§ **PAGE TEXT**
I’ve been doing workshops called „Post-Catastrophe Collaborative Workshops“ for women only. I try to create a space to experiment. This is like the coven, go back to the circle of stories. My biggest advice to women is don’t be afraid to be ugly. My music is very ugly. How I speak about things is very brutal, I am not trying to romanticize things, glamorize, or pop-pornify. Be real, be comfortable, and also satisfy yourself. Because if you do not know what you want, you will not get it. We are compartmentalized people. We are whole within the compartmental. We are fragmented people, we have many parts. We have many sides and many desires. We shouldn’t expect one person, Mr. F****ing Right to solve this. We need as many lovers as possible. We need to embrace our friends. We need to experience live-art. We need to make music or hear music. We need to embrace a creative life-style, which we can do with the simplest things. You don’t have to be an artist to have an artistic life-style. You have to live art creatively. You have to not let the enemy win to take pleasure in the smallest things because if you never find pleasure in the smallest things you will never be satisfied. Take it from a glutton. In order to satisfy my gluttony, I had to reduce it to the basic, how the light falls on a shadow… If you don’t find appreciation in this, you appreciate nothing. You become like an American, always wanting more.

§ **DATA TO PROCESS**

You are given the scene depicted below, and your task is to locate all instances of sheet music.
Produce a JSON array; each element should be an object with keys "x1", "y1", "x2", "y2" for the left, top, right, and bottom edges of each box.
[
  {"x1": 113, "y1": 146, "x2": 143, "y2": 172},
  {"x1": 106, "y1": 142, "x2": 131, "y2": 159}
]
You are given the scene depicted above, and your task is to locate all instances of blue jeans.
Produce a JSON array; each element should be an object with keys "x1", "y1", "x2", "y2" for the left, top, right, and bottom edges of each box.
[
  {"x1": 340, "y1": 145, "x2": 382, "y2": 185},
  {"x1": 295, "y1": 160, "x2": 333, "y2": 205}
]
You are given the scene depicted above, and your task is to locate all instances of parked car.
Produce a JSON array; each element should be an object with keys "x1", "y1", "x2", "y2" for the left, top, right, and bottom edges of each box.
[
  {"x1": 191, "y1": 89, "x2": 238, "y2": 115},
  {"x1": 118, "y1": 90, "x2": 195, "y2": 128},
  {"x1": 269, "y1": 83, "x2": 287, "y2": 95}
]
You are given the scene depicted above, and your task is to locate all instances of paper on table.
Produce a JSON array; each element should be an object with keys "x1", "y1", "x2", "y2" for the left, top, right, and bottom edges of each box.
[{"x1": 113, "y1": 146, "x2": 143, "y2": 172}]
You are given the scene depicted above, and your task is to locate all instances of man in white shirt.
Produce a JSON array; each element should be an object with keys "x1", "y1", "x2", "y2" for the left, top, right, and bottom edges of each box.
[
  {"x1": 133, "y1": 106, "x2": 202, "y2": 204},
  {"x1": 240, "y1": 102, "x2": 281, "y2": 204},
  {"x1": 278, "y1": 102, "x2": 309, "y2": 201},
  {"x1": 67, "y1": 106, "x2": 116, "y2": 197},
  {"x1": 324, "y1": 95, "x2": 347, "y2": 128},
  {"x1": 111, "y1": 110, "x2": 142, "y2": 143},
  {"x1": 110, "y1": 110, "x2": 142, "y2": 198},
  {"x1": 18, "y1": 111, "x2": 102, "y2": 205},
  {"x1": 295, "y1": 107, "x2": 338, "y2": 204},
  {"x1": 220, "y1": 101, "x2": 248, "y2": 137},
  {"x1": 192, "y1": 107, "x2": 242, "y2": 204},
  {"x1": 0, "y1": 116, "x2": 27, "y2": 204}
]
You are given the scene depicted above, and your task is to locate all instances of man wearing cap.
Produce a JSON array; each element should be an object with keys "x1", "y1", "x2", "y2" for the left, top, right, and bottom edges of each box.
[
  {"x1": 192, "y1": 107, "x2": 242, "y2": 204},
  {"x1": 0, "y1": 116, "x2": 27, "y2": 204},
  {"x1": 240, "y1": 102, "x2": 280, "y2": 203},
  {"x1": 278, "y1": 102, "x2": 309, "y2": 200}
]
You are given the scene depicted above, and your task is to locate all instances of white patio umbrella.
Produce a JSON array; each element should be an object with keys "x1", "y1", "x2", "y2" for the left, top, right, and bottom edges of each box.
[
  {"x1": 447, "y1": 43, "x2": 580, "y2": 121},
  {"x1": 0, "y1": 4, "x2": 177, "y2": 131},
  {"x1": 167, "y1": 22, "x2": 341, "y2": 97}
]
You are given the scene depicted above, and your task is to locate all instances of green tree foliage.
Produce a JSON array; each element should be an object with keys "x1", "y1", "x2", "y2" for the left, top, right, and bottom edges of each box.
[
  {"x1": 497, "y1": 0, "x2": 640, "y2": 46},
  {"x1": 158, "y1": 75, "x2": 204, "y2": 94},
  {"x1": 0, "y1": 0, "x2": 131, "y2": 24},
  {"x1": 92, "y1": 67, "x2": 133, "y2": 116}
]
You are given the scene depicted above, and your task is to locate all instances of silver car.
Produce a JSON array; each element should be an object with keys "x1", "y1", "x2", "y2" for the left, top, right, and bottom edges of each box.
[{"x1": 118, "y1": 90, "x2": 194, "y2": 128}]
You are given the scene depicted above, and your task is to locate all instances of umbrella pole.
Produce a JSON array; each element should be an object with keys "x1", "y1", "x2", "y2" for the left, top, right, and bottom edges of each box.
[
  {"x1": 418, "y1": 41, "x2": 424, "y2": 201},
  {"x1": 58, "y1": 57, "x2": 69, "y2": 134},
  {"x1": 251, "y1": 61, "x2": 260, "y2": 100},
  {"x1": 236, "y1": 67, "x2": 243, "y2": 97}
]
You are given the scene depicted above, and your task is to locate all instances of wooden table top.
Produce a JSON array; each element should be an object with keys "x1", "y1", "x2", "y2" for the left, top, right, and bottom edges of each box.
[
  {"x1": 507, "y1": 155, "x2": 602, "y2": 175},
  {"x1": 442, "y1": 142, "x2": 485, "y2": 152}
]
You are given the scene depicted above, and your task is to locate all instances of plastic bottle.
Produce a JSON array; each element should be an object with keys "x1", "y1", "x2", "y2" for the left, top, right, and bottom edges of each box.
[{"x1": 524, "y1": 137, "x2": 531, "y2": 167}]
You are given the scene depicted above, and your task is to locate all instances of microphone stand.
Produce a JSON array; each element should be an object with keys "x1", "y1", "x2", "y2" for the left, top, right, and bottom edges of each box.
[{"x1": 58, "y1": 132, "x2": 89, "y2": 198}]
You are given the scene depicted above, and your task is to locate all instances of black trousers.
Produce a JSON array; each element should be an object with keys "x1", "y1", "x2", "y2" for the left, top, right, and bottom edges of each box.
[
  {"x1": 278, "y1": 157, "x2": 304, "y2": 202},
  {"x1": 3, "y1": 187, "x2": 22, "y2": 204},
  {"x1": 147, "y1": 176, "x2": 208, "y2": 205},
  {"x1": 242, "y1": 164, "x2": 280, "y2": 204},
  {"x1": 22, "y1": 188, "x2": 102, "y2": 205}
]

§ **SET OF TASKS**
A) Write out the passage on living an artistic life in full, word for word.
B) Give again, word for word, the lines of the rows starting with the line containing "of microphone stand." and going on through the end of the rows.

§ **RESPONSES BY TASK**
A)
I’ve been doing workshops called „Post-Catastrophe Collaborative Workshops“ for women only. I try to create a space to experiment. This is like the coven, go back to the circle of stories. My biggest advice to women is don’t be afraid to be ugly. My music is very ugly. How I speak about things is very brutal, I am not trying to romanticize things, glamorize, or pop-pornify. Be real, be comfortable, and also satisfy yourself. Because if you do not know what you want, you will not get it. We are compartmentalized people. We are whole within the compartmental. We are fragmented people, we have many parts. We have many sides and many desires. We shouldn’t expect one person, Mr. F****ing Right to solve this. We need as many lovers as possible. We need to embrace our friends. We need to experience live-art. We need to make music or hear music. We need to embrace a creative life-style, which we can do with the simplest things. You don’t have to be an artist to have an artistic life-style. You have to live art creatively. You have to not let the enemy win to take pleasure in the smallest things because if you never find pleasure in the smallest things you will never be satisfied. Take it from a glutton. In order to satisfy my gluttony, I had to reduce it to the basic, how the light falls on a shadow… If you don’t find appreciation in this, you appreciate nothing. You become like an American, always wanting more.

B)
You are given the scene depicted above, and your task is to locate all instances of microphone stand.
Produce a JSON array; each element should be an object with keys "x1", "y1", "x2", "y2" for the left, top, right, and bottom edges of each box.
[{"x1": 58, "y1": 132, "x2": 89, "y2": 198}]
You are given the scene depicted above, and your task is to locate all instances of black trousers.
Produce a JSON array; each element should be an object with keys "x1", "y1", "x2", "y2" for the left, top, right, and bottom edges of each box.
[
  {"x1": 278, "y1": 157, "x2": 304, "y2": 202},
  {"x1": 3, "y1": 187, "x2": 22, "y2": 204},
  {"x1": 147, "y1": 176, "x2": 208, "y2": 205},
  {"x1": 242, "y1": 164, "x2": 280, "y2": 204},
  {"x1": 22, "y1": 188, "x2": 102, "y2": 205}
]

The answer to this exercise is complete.